*EXTRACTED RECORDS*
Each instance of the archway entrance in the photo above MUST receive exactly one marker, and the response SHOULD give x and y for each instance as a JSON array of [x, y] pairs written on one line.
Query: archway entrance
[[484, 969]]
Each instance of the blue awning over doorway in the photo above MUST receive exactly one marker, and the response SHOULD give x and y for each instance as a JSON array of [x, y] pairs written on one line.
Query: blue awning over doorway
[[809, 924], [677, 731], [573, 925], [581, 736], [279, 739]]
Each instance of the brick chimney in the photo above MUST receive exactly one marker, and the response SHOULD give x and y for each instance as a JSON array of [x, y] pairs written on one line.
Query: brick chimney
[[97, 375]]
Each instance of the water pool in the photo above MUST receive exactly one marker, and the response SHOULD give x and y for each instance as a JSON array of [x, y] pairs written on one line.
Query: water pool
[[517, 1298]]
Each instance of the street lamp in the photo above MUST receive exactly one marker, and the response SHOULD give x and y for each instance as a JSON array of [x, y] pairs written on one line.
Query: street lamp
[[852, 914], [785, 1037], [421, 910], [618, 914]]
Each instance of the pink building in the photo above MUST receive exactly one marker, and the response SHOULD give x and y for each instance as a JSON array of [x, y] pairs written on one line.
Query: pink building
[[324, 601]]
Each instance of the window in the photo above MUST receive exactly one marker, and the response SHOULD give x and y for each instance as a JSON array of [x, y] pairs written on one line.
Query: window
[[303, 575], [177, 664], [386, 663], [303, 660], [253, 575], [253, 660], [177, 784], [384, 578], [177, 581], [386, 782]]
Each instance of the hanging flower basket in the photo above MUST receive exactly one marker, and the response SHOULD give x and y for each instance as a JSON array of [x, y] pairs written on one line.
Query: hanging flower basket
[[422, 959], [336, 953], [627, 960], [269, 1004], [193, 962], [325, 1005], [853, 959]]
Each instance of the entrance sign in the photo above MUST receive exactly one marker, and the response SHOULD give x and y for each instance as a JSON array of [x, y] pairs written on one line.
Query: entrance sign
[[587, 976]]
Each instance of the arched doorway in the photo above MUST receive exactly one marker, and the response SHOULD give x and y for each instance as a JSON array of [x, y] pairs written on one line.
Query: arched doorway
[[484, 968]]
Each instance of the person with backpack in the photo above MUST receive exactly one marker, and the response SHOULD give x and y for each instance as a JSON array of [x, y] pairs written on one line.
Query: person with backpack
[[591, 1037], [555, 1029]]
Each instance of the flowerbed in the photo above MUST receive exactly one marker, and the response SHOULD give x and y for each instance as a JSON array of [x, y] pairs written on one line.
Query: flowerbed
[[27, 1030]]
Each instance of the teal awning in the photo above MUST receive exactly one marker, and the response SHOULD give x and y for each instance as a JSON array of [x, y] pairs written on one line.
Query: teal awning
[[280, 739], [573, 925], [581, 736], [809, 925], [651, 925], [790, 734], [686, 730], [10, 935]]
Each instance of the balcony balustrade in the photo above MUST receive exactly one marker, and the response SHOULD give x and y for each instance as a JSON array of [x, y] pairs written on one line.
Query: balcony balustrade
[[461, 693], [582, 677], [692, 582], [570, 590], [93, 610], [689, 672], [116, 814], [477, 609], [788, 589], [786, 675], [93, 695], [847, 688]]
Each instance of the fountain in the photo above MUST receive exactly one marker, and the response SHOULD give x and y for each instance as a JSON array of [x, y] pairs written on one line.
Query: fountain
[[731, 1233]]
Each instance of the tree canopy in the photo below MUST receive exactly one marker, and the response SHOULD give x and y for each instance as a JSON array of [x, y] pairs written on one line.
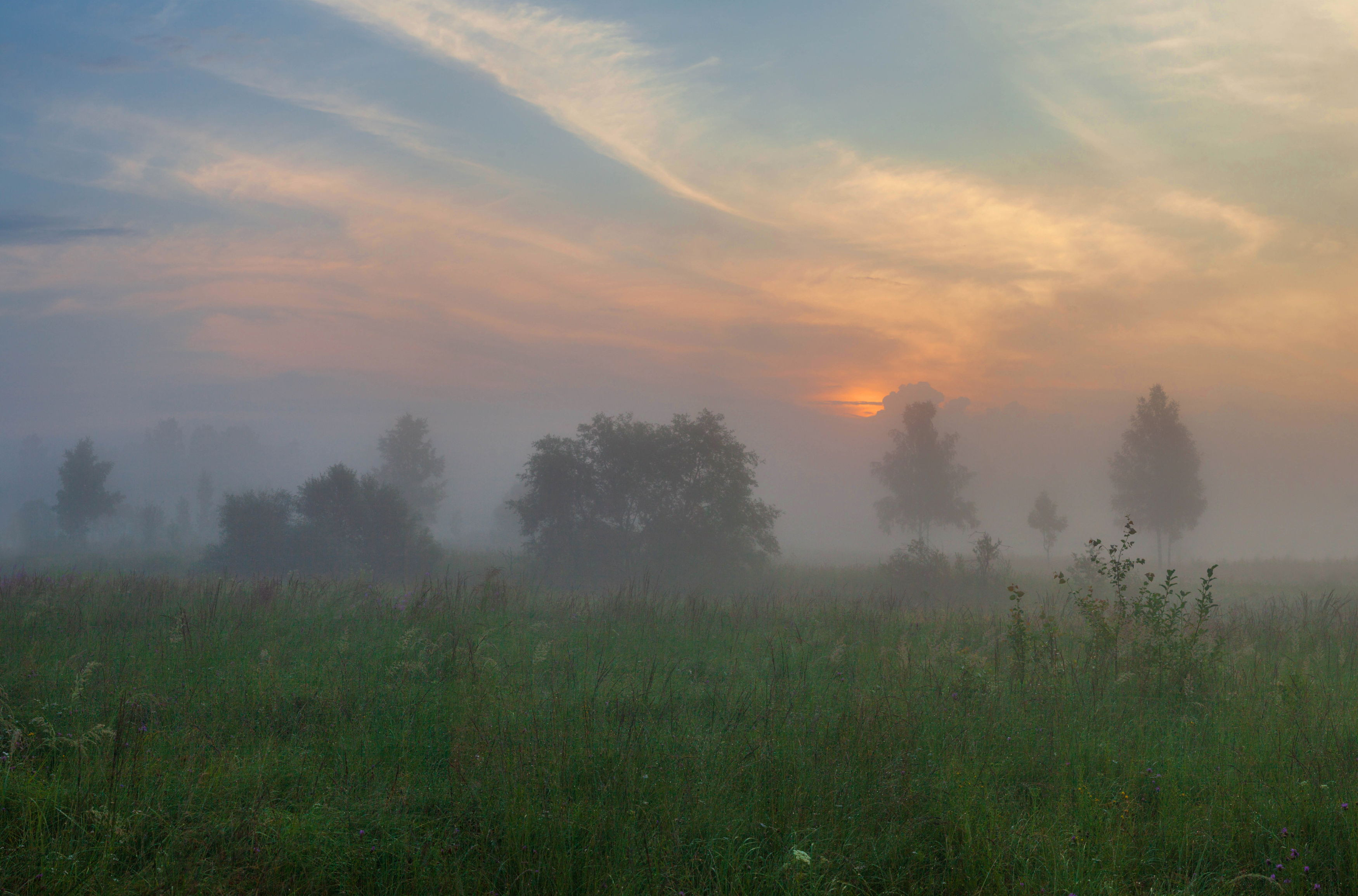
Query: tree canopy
[[83, 497], [1156, 473], [411, 463], [629, 496], [336, 523], [1043, 518], [925, 481]]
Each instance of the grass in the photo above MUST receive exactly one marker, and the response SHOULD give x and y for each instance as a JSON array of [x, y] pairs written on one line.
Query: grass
[[180, 735]]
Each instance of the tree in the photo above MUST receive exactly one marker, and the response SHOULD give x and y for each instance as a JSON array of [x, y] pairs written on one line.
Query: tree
[[83, 497], [350, 522], [924, 478], [204, 495], [988, 553], [1155, 474], [628, 496], [257, 531], [411, 465], [1043, 518], [336, 523]]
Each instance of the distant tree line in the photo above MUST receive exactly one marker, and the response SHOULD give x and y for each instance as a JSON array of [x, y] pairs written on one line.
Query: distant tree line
[[341, 522], [625, 497], [1156, 477], [628, 497]]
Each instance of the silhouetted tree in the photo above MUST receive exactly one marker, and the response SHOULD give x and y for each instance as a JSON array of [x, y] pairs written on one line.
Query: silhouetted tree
[[351, 522], [204, 496], [986, 549], [257, 533], [83, 497], [924, 478], [1043, 518], [625, 496], [1155, 474], [182, 526], [411, 463], [336, 523]]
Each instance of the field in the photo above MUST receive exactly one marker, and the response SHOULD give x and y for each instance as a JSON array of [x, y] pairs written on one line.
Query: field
[[204, 735]]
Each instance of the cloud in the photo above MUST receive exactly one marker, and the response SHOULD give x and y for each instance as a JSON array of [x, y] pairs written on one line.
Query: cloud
[[622, 97], [19, 229]]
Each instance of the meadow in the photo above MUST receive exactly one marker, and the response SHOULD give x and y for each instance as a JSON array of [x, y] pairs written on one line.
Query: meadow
[[476, 735]]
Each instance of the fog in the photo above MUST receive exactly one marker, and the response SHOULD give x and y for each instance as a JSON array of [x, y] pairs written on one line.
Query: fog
[[1274, 487]]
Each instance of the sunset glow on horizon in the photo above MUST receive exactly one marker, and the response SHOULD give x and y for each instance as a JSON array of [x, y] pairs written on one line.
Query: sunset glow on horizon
[[1038, 199], [307, 212]]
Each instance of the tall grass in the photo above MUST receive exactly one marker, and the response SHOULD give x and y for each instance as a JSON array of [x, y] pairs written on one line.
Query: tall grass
[[223, 736]]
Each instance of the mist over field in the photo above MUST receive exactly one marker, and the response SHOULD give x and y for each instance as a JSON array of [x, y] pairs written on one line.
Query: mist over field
[[1276, 487]]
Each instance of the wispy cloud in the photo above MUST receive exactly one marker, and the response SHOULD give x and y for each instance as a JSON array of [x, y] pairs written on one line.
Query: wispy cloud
[[19, 229], [599, 82]]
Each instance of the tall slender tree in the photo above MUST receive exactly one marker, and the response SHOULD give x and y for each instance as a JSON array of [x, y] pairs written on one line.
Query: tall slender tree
[[83, 497], [1043, 518], [924, 477], [411, 463], [1156, 473]]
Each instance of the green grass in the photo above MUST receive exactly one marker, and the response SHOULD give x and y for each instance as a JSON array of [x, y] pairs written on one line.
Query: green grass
[[219, 736]]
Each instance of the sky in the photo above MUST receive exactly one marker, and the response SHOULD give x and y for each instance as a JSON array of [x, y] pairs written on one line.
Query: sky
[[313, 215]]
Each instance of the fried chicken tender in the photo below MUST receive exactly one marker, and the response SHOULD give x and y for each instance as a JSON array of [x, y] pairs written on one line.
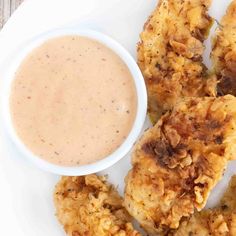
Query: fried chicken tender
[[88, 206], [170, 54], [219, 221], [224, 52], [177, 163]]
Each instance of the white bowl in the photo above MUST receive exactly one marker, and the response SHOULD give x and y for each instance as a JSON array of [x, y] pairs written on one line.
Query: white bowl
[[138, 123]]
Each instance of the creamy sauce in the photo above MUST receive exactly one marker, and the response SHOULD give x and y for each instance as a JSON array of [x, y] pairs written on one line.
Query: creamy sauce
[[73, 101]]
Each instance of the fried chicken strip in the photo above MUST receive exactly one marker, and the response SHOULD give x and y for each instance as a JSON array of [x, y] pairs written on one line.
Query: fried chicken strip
[[177, 163], [219, 221], [88, 206], [170, 54], [224, 52]]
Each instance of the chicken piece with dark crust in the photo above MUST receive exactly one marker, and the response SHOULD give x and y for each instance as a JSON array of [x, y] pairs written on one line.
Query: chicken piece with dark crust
[[88, 206], [224, 52], [170, 54], [219, 221], [177, 163]]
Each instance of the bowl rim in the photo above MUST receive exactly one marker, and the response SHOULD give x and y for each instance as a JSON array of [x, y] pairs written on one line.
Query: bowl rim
[[141, 92]]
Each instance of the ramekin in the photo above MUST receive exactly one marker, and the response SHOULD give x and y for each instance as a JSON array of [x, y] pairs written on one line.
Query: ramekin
[[119, 153]]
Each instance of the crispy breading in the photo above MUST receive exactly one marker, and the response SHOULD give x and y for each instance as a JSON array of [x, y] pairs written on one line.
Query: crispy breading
[[224, 52], [88, 206], [219, 221], [170, 54], [178, 162]]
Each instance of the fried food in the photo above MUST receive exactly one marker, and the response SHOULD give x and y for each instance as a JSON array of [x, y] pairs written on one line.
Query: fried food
[[178, 162], [88, 206], [224, 52], [219, 221], [170, 54]]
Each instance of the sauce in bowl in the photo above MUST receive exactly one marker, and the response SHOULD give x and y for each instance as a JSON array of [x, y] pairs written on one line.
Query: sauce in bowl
[[73, 101]]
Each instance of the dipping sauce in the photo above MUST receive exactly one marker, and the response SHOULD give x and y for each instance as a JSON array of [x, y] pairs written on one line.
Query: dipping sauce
[[73, 101]]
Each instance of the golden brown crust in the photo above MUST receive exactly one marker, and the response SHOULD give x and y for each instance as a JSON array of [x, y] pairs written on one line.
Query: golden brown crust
[[219, 221], [88, 206], [170, 53], [224, 52], [178, 162]]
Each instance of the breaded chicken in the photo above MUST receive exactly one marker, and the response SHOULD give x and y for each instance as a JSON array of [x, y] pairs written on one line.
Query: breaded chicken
[[219, 221], [170, 54], [177, 163], [224, 52], [88, 206]]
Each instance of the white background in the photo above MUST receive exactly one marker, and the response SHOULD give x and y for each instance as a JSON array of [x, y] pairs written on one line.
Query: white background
[[26, 207]]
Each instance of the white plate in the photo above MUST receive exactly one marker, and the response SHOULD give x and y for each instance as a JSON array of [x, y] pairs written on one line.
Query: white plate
[[26, 207]]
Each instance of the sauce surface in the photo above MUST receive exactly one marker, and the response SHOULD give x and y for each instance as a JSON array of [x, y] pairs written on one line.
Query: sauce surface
[[73, 101]]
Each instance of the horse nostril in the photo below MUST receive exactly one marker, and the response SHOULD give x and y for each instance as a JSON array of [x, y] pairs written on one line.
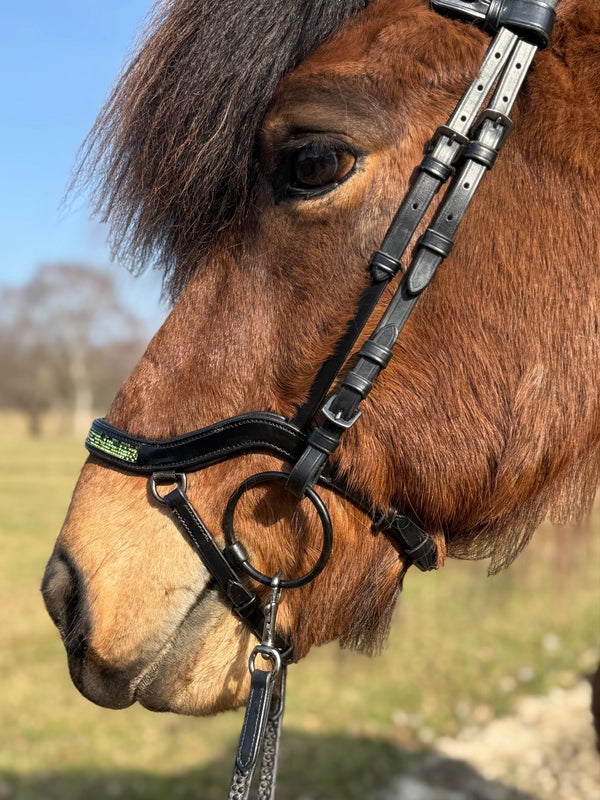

*WHAT TO WORK ON*
Your task for the entries above: copy exactly the span starting with the line with "Each instance of the dipping" and going on through the line with "Each instance of the golden", both lines included, and nothing else.

*RESPONSE TO THE TASK*
Each instance of the dipping sauce in the photo above MUST receive exactly one marker, and the response SHOULD give x and y for each instance as a JSON array of [x, y] pairs written on one line.
Query: dipping sauce
[[73, 101]]
Each instance of the golden brown crust in the photo above MUST receive exactly one marker, and the response SHOULD give x and y for each instance as a JSON array of [x, y] pairs written on one line.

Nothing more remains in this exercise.